SET OF TASKS:
1. Transcribe the passage of the Teen Wolf article from "After startling changes" up to and including "not inherit it.".
2. According to the Teen Wolf article, what is the name of Scott's school basketball team?
3. Take the plot summary in the Teen Wolf article further, continuing from its last sentence.

QUOTED TEXT:

- Theatrical release poster
- Directed by: Rod Daniel
- Written by: Jeph Loeb; Matthew Weisman;
- Produced by: Thomas Coleman; Mark Levinson; George W. Perkins; Michael Rosenblatt; Scott M. Rosenfelt;
- Starring: Michael J. Fox; James Hampton; Scott Paulin; Susan Ursitti; Jerry Levine; Jay Tarses;
- Cinematography: Tim Suhrstedt
- Edited by: Lois Freeman-Fox
- Music by: Miles Goodman
- Production companies: Atlantic Releasing Corporation; Wolfkill Productions;
- Distributed by: Atlantic Releasing Corporation
- Release date: August 23, 1985;
- Running time: 92 minutes
- Country: United States
- Language: English
- Budget: $4 million
- Box office: $80 million

= Teen Wolf =

1985 film by Rod Daniel

Teen Wolf is a 1985 American coming-of-age comedy film directed by Rod Daniel and written by Jeph Loeb and Matthew Weisman. Michael J. Fox stars as the title character, a high school student whose ordinary life is changed when he discovers that he is a werewolf. James Hampton, Scott Paulin, Susan Ursitti, Jerry Levine, Matt Adler, and Jay Tarses appear in supporting roles. Filming took place from November to December 1984.

Teen Wolf was released on August 23, 1985, by Atlantic Releasing Corporation, and received mixed reviews from film critics. It was a commercial success, grossing over $33 million domestically on a $4 million budget, with the worldwide gross being over $80 million. The film's success spawned a titular franchise, including an animated series adaptation in 1986, a sequel film in 1987, the supernatural live action drama series that aired on MTV from 2011 to 2017, and its continuation film in 2023.

==Plot==
Scott Howard, a 17-year-old high school student, lives in Beacontown, Nebraska. His only claim to popularity is playing for the Beavers, his school's unsuccessful basketball team. Scott fawns after Pamela Wells even though she is dating his rival Mick, who plays for the Dragons, a dominant opposing team that bullies him on the court. He is also oblivious to the affections of his childhood friend Boof.

After startling changes such as long hair sprouting on his hands and chest, Scott decides to quit the team, but his coach, Finstock, changes his mind. After Scott scores a keg, he and his best friends, Stiles and Lewis, go to a party, where Scott and Boof end up alone in a closet as the result of a game. When they begin kissing, Scott accidentally claws Boof’s back. When he returns home, he transforms into a werewolf. His father Harold, also a werewolf, explains this is a family curse and he had hoped Scott would not inherit it.

Scott reveals his secret to Stiles, who agrees to keep quiet, but when Scott becomes stressed on the basketball court, he becomes the Wolf and helps the team win their first game in three years. Scott gains popularity as the high school is overwhelmed with 'Wolf Fever'. He is also alienated from Boof and his friend Lewis, who is scared of him. The basketball team goes on a winning streak, but his teammates resent him as he hogs the ball during games.

Stiles merchandises "Teen Wolf" paraphernalia, and Pamela finally begins paying attention to Scott. After he gets a role as a "werewolf cavalryman" in a Civil War school play alongside her, they have sex in the dressing room. Later, after a date set up to make Mick jealous, Pamela tells Scott that she is not interested in him as a boyfriend. Harold tells Scott he is responsible for his son's conflicts with vice principal Rusty Thorne, explaining that when they were in high school, Harold scared him in an attempt to protect Scott’s mother. He advises Scott to be himself and avoid abusing his wolf powers.

DATA SECTION:
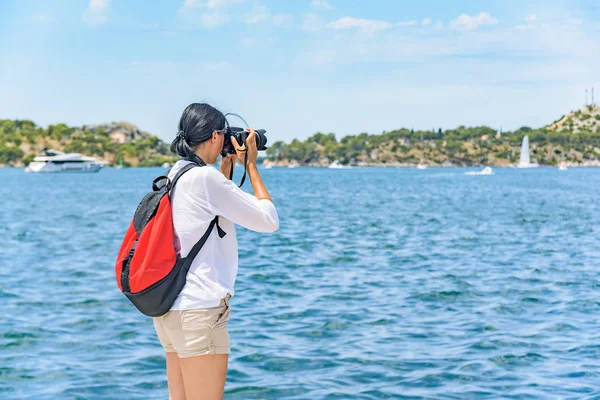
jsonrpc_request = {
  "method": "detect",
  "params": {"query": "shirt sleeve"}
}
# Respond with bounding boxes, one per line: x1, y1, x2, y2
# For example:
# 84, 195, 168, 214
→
205, 167, 279, 232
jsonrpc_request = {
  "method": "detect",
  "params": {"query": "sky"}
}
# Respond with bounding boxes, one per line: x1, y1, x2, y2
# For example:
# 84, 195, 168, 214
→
0, 0, 600, 143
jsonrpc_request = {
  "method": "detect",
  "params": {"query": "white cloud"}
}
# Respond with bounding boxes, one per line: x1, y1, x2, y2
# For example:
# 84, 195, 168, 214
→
202, 12, 228, 29
31, 14, 56, 24
246, 5, 269, 24
310, 0, 333, 10
302, 14, 325, 32
178, 0, 244, 29
205, 0, 244, 10
327, 17, 392, 33
83, 0, 110, 26
179, 0, 244, 14
396, 21, 419, 26
273, 14, 292, 26
450, 12, 498, 30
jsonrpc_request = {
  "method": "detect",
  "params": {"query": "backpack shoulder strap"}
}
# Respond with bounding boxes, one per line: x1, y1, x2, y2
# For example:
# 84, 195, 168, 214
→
169, 163, 199, 191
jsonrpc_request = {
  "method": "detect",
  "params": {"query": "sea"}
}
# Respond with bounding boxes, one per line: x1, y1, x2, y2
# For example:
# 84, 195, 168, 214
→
0, 167, 600, 400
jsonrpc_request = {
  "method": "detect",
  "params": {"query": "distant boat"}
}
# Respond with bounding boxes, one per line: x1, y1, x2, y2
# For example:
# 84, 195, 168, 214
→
25, 149, 107, 172
465, 167, 494, 175
328, 160, 350, 169
417, 136, 427, 169
517, 135, 538, 168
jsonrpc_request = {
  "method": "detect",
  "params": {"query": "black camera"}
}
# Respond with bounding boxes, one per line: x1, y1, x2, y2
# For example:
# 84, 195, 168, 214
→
221, 126, 267, 157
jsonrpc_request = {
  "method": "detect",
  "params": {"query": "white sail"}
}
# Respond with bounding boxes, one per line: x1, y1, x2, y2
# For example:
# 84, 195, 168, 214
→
517, 135, 538, 168
519, 136, 531, 165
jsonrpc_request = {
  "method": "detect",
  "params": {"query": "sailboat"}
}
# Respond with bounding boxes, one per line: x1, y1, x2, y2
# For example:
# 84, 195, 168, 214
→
417, 136, 427, 169
465, 167, 494, 175
517, 135, 538, 168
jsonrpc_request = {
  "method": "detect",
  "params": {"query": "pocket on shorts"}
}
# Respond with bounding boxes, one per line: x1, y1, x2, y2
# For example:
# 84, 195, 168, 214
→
213, 302, 231, 327
181, 304, 229, 331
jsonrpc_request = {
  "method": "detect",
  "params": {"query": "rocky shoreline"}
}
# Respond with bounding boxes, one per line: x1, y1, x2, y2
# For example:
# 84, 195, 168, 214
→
262, 160, 600, 168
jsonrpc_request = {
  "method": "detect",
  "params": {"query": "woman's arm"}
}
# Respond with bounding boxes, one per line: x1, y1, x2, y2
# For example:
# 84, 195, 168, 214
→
231, 128, 273, 203
205, 167, 279, 232
221, 154, 237, 179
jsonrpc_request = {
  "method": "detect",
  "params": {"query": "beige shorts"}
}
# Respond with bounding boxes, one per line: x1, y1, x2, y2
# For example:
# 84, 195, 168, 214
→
153, 294, 231, 358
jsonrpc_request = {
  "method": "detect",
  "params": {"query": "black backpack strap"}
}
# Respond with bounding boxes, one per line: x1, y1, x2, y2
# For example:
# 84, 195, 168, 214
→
169, 163, 198, 191
169, 156, 227, 271
183, 216, 227, 271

ANSWERS FOR THIS EXERCISE:
1.
After startling changes such as long hair sprouting on his hands and chest, Scott decides to quit the team, but his coach, Finstock, changes his mind. After Scott scores a keg, he and his best friends, Stiles and Lewis, go to a party, where Scott and Boof end up alone in a closet as the result of a game. When they begin kissing, Scott accidentally claws Boof’s back. When he returns home, he transforms into a werewolf. His father Harold, also a werewolf, explains this is a family curse and he had hoped Scott would not inherit it.

2. The Beavers.

3.
Boof agrees to go with Scott to the Spring Dance but only if he goes as himself. Scott goes alone as the Wolf instead. Boof takes him into the hallway and they kiss, which turns Scott back into himself. When they return to the dance, Scott garners everyone's attention, including Pamela. A jealous Mick punches him in the face, then insults Boof and taunts Scott until the Wolf angrily attacks. Horrified by his loss of control, Scott flees but encounters Thorne in the hall. Thorne attempts to expel Scott, but Harold sends his son home before intimidating Thorne by growling in his face, causing the vice principal to wet himself.

Scott renounces using the Wolf. During the championship game, he arrives to rally his teammates. Despite the odds, the team works together and makes ground against the Dragons. During the final quarter, behind by one point, Scott is fouled hard by Mick at the buzzer. He makes both free throws, winning the championship. Brushing past Pamela, he kisses Boof as his father embraces them both. Mick tells Pamela that they should leave, but she tells him to "drop dead" and storms off while everyone else celebrates the victory.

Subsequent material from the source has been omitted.